----- Records

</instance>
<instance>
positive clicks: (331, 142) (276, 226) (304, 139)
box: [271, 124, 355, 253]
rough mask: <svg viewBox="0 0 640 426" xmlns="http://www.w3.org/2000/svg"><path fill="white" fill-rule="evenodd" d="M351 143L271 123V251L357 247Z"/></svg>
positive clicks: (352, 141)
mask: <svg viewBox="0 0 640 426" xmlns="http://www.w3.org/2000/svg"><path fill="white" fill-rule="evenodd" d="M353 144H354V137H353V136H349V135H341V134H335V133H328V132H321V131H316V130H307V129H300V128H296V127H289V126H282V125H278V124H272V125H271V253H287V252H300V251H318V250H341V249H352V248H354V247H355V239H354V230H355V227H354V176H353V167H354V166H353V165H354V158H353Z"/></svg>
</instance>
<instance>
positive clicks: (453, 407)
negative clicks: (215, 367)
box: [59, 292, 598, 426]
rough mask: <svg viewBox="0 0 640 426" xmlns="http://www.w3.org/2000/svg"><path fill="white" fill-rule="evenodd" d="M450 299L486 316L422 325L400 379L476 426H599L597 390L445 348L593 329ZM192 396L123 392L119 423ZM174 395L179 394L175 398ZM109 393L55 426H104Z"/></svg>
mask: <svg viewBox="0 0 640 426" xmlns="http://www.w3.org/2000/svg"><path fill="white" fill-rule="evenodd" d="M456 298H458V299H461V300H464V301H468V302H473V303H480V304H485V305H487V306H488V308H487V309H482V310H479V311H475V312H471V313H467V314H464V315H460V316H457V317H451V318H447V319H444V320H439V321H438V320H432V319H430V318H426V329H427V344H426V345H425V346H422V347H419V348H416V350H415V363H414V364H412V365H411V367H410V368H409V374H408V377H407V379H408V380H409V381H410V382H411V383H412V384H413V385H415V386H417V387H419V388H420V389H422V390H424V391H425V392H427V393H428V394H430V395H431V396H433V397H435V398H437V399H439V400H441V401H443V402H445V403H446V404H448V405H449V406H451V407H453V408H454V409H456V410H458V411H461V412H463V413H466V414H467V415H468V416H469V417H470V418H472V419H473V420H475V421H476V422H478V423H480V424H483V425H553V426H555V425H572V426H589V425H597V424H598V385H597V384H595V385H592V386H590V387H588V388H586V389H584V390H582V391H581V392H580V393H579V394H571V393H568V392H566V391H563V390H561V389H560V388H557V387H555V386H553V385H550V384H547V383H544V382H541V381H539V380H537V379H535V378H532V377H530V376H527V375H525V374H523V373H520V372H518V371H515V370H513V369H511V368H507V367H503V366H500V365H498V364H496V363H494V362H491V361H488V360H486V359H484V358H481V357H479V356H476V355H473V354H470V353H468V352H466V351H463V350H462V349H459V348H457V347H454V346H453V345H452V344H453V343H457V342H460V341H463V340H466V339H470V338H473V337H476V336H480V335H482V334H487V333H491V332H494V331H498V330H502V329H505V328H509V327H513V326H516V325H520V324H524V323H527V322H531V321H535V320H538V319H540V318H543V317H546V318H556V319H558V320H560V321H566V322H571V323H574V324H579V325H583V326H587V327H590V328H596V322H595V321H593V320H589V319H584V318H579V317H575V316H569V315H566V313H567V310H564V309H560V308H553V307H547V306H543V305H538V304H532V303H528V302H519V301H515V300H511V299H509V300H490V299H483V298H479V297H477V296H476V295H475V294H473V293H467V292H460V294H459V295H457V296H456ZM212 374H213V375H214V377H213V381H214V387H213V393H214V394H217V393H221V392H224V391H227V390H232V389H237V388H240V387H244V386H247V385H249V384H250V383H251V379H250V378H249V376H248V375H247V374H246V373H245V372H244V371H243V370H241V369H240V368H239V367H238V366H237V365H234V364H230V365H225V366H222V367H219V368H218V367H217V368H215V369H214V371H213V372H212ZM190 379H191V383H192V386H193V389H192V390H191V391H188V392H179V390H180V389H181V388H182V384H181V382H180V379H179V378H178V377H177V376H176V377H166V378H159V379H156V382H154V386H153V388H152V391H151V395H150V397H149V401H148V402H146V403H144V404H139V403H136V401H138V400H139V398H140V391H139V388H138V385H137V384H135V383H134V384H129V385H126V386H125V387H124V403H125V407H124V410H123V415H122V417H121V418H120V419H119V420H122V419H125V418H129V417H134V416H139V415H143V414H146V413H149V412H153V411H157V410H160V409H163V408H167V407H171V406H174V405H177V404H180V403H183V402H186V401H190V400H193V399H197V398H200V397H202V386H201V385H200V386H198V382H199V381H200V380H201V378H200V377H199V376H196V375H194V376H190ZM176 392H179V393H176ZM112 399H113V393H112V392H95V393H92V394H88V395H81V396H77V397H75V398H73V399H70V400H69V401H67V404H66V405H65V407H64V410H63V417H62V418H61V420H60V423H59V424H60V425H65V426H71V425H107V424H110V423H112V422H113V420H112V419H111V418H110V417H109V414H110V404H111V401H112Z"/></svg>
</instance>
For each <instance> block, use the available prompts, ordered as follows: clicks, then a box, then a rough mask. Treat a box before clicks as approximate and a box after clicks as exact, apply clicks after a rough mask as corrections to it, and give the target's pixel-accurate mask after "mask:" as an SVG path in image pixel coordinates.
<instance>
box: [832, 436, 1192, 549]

----------

All records are to be retyped exactly. None may be omitted.

— Problem solution —
</instance>
<instance>
positive clicks: (331, 142) (276, 226) (304, 139)
box: [271, 124, 355, 253]
rough mask: <svg viewBox="0 0 640 426" xmlns="http://www.w3.org/2000/svg"><path fill="white" fill-rule="evenodd" d="M351 143L271 123V251L357 247Z"/></svg>
positive clicks: (352, 141)
mask: <svg viewBox="0 0 640 426" xmlns="http://www.w3.org/2000/svg"><path fill="white" fill-rule="evenodd" d="M353 144H354V137H353V136H349V135H341V134H335V133H328V132H321V131H316V130H307V129H300V128H296V127H289V126H282V125H278V124H272V125H271V253H287V252H300V251H318V250H341V249H352V248H354V247H355V239H354V230H355V227H354V176H353V167H354V166H353V165H354V158H353Z"/></svg>
</instance>
<instance>
positive clicks: (453, 407)
negative clicks: (215, 367)
box: [59, 292, 598, 426]
rough mask: <svg viewBox="0 0 640 426" xmlns="http://www.w3.org/2000/svg"><path fill="white" fill-rule="evenodd" d="M450 299L486 316L422 325L400 379L476 426H599L597 390L445 348L593 329ZM192 396L123 392L119 423ZM174 395L179 394L175 398ZM109 393L55 426H104Z"/></svg>
mask: <svg viewBox="0 0 640 426" xmlns="http://www.w3.org/2000/svg"><path fill="white" fill-rule="evenodd" d="M456 298H458V299H461V300H464V301H468V302H473V303H480V304H485V305H487V306H488V308H487V309H482V310H479V311H475V312H471V313H467V314H464V315H460V316H457V317H451V318H447V319H444V320H439V321H438V320H432V319H430V318H426V329H427V344H426V345H425V346H422V347H419V348H416V350H415V363H414V364H412V365H411V367H410V368H409V374H408V377H407V379H408V380H409V381H410V382H411V383H412V384H413V385H415V386H417V387H419V388H420V389H422V390H424V391H425V392H427V393H428V394H430V395H431V396H433V397H435V398H437V399H439V400H441V401H443V402H445V403H446V404H448V405H449V406H451V407H453V408H454V409H456V410H458V411H461V412H463V413H466V414H467V415H468V416H469V417H470V418H472V419H473V420H475V421H476V422H478V423H480V424H483V425H553V426H555V425H572V426H589V425H597V424H598V385H597V384H595V385H592V386H590V387H588V388H586V389H584V390H582V391H581V392H580V393H579V394H571V393H568V392H566V391H563V390H561V389H560V388H557V387H555V386H553V385H550V384H547V383H544V382H541V381H539V380H537V379H535V378H532V377H530V376H527V375H525V374H523V373H520V372H518V371H515V370H513V369H511V368H507V367H503V366H500V365H498V364H496V363H494V362H491V361H488V360H486V359H484V358H481V357H479V356H476V355H473V354H470V353H468V352H466V351H463V350H462V349H459V348H457V347H454V346H453V345H452V344H453V343H457V342H460V341H463V340H466V339H470V338H473V337H476V336H480V335H482V334H487V333H491V332H494V331H498V330H502V329H505V328H509V327H513V326H516V325H520V324H524V323H527V322H531V321H535V320H538V319H540V318H543V317H546V318H556V319H558V320H560V321H566V322H571V323H574V324H579V325H583V326H587V327H590V328H596V322H595V321H593V320H589V319H584V318H579V317H575V316H569V315H566V313H567V310H564V309H560V308H553V307H547V306H543V305H538V304H532V303H528V302H519V301H515V300H511V299H509V300H490V299H483V298H479V297H477V296H476V295H475V294H473V293H467V292H460V294H459V295H457V296H456ZM212 374H213V375H214V377H213V381H214V387H213V393H214V394H217V393H221V392H224V391H227V390H232V389H237V388H240V387H244V386H247V385H249V384H250V383H251V379H250V378H249V376H248V375H247V374H246V373H245V372H244V371H243V370H241V369H240V368H239V367H238V366H237V365H234V364H230V365H225V366H222V367H219V368H218V367H217V368H215V369H214V371H213V372H212ZM190 379H191V383H192V386H193V389H192V390H191V391H188V392H179V390H180V389H181V388H182V384H181V382H180V379H179V378H178V377H177V376H176V377H166V378H159V379H156V382H154V386H153V388H152V391H151V395H150V397H149V401H148V402H146V403H144V404H139V403H136V401H138V400H139V398H140V391H139V388H138V385H137V384H135V383H134V384H129V385H126V386H125V387H124V403H125V407H124V410H123V415H122V417H121V418H120V419H119V420H122V419H125V418H129V417H134V416H139V415H143V414H146V413H149V412H153V411H157V410H160V409H163V408H167V407H171V406H174V405H177V404H180V403H183V402H186V401H190V400H193V399H197V398H200V397H202V386H201V385H200V386H198V382H199V381H200V380H201V378H200V377H199V376H196V375H194V376H190ZM176 392H179V393H176ZM112 399H113V393H112V392H95V393H92V394H88V395H81V396H77V397H75V398H73V399H70V400H69V401H67V404H66V405H65V407H64V410H63V417H62V418H61V420H60V423H59V424H60V425H65V426H71V425H107V424H110V423H112V422H113V420H112V419H111V418H110V417H109V414H110V404H111V401H112Z"/></svg>
</instance>
For each <instance> block, use the available prompts, ordered as follows: clicks, then a box, then a rough mask. Treat a box before clicks as approximate and a box after clicks as exact, apply clicks after a rough mask as corrections to it, and give the target's pixel-accurate mask after "mask:" as an SVG path in image pixel coordinates.
<instance>
box: [832, 436, 1192, 549]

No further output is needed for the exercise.